TASK DIRECTIONS: Revise the portion of the material that runs from its start through the line containing "Target: american bittern", replacing "even-odd rule" with "nonzero winding rule" and leaving all else unchanged. Return only that portion.

———

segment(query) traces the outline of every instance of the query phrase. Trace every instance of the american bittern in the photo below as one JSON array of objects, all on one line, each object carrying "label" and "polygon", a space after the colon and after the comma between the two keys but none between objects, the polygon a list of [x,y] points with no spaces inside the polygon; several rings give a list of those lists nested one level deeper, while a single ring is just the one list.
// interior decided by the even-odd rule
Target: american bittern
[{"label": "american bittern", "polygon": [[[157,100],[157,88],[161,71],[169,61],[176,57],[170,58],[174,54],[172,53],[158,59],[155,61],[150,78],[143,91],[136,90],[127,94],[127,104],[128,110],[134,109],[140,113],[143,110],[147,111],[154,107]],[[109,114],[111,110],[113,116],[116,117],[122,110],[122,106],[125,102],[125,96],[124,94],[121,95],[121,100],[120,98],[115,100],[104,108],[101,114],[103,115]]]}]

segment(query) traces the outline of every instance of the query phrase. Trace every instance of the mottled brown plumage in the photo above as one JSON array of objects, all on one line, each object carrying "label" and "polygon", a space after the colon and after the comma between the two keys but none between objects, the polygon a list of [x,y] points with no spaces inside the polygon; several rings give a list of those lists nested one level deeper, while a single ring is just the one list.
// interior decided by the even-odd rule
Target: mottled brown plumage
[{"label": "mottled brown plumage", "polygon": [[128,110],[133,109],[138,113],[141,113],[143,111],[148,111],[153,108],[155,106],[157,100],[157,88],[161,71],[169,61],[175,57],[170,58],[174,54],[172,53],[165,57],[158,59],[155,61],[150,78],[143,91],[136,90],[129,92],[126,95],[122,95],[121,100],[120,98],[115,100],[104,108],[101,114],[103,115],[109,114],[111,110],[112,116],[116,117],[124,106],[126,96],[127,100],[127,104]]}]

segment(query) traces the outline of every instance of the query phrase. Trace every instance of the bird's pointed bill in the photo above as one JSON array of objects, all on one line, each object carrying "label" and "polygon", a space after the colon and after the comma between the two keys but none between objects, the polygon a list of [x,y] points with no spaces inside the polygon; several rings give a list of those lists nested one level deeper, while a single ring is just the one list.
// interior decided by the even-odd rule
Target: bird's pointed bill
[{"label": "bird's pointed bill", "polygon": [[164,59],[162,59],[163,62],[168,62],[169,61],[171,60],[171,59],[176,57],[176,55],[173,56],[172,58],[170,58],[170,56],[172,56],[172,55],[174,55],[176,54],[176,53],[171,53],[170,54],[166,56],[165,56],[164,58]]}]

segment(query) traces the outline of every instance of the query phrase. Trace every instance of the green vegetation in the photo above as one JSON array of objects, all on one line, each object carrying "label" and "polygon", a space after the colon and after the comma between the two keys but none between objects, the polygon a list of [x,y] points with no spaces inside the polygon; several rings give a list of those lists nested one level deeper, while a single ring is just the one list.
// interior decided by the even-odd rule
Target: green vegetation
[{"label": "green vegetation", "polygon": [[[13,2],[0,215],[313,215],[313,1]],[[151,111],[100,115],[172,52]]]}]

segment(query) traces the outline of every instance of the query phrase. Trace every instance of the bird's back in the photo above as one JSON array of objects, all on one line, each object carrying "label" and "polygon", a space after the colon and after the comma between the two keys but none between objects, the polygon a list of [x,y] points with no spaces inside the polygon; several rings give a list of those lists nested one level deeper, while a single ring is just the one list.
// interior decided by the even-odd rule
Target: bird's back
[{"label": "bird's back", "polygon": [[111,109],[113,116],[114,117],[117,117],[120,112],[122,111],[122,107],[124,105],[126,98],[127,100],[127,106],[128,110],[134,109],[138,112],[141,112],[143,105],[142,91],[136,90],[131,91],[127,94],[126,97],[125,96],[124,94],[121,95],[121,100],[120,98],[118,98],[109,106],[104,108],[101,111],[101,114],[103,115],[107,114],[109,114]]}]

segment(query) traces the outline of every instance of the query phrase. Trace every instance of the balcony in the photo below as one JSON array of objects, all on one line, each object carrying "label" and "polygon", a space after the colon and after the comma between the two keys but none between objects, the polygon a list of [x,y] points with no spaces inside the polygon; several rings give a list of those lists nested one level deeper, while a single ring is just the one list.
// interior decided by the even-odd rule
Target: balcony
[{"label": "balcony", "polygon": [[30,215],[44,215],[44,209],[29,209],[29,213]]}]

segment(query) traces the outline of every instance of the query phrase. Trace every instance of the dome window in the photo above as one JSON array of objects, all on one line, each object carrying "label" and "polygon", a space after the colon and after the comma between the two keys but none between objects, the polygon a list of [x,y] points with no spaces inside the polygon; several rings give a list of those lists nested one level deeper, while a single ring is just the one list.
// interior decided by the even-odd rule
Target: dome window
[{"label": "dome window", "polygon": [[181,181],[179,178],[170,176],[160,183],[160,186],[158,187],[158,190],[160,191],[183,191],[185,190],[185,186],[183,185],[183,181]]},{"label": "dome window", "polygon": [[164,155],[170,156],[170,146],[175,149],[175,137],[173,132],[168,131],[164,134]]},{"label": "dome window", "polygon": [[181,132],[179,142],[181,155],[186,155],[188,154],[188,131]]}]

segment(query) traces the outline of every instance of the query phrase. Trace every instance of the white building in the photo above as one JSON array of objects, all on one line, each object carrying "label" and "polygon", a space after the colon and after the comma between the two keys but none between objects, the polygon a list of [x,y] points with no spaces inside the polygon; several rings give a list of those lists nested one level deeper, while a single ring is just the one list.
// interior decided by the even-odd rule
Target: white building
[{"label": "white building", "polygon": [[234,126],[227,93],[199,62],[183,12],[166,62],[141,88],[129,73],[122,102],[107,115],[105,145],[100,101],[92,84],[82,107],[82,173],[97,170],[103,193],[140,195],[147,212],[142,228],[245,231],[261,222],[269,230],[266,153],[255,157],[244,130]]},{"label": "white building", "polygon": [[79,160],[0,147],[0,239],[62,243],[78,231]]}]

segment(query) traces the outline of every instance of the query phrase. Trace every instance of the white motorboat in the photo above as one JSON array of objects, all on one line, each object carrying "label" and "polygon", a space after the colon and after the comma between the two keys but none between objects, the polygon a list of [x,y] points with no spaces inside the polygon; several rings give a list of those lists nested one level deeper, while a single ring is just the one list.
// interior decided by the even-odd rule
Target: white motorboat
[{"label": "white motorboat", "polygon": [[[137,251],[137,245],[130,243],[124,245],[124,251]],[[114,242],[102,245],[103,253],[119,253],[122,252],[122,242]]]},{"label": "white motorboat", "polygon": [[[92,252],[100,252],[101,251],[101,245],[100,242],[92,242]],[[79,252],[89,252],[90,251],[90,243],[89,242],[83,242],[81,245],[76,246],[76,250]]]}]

———

SOLUTION TO THIS TASK:
segment(query) traces the outline of every instance of the query phrase. Trace every instance of the american bittern in the photo below as one JSON array of objects, all on one line, each object carrying "label" and "polygon", a space after the colon and after the comma between the two keys but none between objects, the polygon a list of [x,y] points with no spaces inside the polygon; several rings give a list of those lists nested one level deeper, while a single ring is just the one list.
// interior decided by the nonzero winding rule
Target: american bittern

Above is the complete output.